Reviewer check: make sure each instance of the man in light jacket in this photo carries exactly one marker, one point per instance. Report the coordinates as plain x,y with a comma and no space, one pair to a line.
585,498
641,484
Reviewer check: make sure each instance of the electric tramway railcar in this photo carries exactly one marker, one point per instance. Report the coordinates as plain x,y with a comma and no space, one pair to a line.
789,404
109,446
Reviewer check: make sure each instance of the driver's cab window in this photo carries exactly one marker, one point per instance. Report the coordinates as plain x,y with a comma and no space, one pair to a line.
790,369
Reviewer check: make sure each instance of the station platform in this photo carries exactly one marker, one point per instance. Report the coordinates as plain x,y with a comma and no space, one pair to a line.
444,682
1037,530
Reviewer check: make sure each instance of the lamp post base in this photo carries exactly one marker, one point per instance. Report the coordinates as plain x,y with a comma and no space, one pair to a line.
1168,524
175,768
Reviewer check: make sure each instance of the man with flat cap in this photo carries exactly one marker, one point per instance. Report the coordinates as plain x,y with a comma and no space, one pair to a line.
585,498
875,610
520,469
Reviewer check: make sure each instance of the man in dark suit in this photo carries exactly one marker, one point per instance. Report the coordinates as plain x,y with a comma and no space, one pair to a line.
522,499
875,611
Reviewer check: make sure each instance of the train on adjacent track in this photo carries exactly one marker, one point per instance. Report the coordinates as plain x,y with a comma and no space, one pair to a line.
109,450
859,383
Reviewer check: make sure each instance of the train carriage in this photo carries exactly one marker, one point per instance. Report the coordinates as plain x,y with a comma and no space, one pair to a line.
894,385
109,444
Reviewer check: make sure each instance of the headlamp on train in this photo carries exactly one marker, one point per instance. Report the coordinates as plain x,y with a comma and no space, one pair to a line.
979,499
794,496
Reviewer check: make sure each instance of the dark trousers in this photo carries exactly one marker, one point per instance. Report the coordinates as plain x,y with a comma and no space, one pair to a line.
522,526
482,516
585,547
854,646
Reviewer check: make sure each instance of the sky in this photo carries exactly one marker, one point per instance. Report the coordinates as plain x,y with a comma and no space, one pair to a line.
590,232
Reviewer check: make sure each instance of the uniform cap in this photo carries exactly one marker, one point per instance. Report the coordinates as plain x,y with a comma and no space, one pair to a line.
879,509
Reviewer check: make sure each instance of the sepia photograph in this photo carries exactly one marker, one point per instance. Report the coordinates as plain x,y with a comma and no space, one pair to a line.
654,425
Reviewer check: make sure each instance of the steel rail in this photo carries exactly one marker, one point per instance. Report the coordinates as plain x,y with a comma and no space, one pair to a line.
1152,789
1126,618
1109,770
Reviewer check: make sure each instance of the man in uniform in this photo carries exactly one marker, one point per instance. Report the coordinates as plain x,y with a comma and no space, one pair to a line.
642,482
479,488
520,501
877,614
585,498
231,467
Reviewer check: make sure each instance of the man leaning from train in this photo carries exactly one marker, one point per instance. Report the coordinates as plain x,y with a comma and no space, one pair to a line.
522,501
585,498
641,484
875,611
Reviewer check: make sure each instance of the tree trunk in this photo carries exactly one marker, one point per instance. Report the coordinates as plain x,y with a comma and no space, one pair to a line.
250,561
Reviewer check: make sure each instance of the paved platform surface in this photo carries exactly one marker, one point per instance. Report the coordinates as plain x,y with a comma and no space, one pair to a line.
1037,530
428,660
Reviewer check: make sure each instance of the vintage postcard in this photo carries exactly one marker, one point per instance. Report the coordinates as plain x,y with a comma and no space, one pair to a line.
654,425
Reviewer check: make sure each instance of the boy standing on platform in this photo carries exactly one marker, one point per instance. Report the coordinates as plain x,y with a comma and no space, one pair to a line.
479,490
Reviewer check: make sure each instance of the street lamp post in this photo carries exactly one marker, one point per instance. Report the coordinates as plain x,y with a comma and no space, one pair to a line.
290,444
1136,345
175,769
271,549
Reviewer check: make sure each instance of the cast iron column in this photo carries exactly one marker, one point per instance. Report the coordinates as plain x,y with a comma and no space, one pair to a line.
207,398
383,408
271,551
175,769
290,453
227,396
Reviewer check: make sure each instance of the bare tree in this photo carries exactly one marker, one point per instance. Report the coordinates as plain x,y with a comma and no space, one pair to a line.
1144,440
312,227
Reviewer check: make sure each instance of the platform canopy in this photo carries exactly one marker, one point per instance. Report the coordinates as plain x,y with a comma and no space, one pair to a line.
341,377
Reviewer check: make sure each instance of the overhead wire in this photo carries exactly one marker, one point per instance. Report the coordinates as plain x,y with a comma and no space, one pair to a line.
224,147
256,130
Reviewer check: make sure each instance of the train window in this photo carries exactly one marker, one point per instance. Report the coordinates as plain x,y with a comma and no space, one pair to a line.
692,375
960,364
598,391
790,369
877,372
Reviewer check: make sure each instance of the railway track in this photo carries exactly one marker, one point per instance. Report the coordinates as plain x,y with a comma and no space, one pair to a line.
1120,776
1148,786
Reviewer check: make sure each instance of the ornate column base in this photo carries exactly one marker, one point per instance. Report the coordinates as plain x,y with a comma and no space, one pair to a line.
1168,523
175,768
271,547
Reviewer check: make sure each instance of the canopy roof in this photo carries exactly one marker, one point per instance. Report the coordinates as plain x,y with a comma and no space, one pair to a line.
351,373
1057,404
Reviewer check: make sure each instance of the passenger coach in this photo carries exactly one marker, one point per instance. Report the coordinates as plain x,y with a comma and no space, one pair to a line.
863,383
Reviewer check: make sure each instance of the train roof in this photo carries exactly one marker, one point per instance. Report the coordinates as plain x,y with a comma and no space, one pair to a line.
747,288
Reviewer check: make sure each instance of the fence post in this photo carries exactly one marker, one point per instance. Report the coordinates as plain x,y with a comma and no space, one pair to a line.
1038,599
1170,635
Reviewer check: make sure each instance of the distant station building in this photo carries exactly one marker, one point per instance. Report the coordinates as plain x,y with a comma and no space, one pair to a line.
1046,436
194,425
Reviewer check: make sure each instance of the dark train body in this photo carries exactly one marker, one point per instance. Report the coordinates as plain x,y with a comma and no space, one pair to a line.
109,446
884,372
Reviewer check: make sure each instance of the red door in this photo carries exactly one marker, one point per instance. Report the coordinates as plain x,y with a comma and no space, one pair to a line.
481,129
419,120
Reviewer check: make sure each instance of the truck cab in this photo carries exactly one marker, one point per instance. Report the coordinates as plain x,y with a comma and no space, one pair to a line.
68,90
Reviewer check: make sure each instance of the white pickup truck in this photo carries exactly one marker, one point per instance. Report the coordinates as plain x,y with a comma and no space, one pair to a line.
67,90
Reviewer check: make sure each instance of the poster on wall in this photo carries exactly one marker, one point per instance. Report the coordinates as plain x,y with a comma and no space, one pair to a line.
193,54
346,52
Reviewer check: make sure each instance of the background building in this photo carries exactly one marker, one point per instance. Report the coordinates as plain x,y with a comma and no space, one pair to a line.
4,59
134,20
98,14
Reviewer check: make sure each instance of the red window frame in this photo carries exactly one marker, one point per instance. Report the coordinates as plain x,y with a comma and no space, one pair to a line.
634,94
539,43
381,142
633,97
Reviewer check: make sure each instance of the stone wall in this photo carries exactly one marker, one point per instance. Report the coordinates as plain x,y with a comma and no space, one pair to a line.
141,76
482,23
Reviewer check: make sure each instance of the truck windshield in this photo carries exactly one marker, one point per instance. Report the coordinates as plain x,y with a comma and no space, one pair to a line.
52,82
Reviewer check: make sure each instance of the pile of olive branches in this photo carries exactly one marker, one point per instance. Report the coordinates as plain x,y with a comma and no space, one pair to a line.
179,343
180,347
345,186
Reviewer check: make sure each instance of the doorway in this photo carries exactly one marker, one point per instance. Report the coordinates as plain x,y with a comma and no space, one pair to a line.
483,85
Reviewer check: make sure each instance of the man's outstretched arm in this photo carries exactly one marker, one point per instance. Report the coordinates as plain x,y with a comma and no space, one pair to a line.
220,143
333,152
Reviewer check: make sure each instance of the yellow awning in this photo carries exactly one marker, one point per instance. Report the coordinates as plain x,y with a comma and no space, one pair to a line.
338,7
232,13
======
AIM OF THE EXERCISE => Return the lines beginning at the one that contains "Reviewer check: make sure each instance of the truck windshield" and continuing through the last line of the data, exactly as they stand and without any others.

TASK ANSWER =>
Reviewer check: make sure each instance of the truck windshield in this photo carries exactly one marker, one point per instance. Report the coordinates as plain x,y with a comma and no space, one pair to a line.
52,82
Reviewer check: make sure each instance of the pile of olive branches in this photo carries exactly one marker, one point per instance. Report the coordinates as plain x,y with a comma and no space, one pair to a line.
179,343
180,347
345,186
Reviewer check: make sure each instance of the doorway in this photo carries exactly one marker, one point per instance. Report the coordinates as plain x,y with a comma and no space, one pair to a line.
483,85
Reviewer check: make sure each instance of the man's outstretched arm in this photo carries exactly one marker, one point per instance. Report the coordinates as plain x,y with a comma and no space, one pair to a line.
220,143
333,152
Reviewer check: make sure each instance of the yellow awning in this photo carries exactly one marker, one point per instance. Report the coordinates as plain x,y with a comma and no space, one pair to a line.
338,7
232,13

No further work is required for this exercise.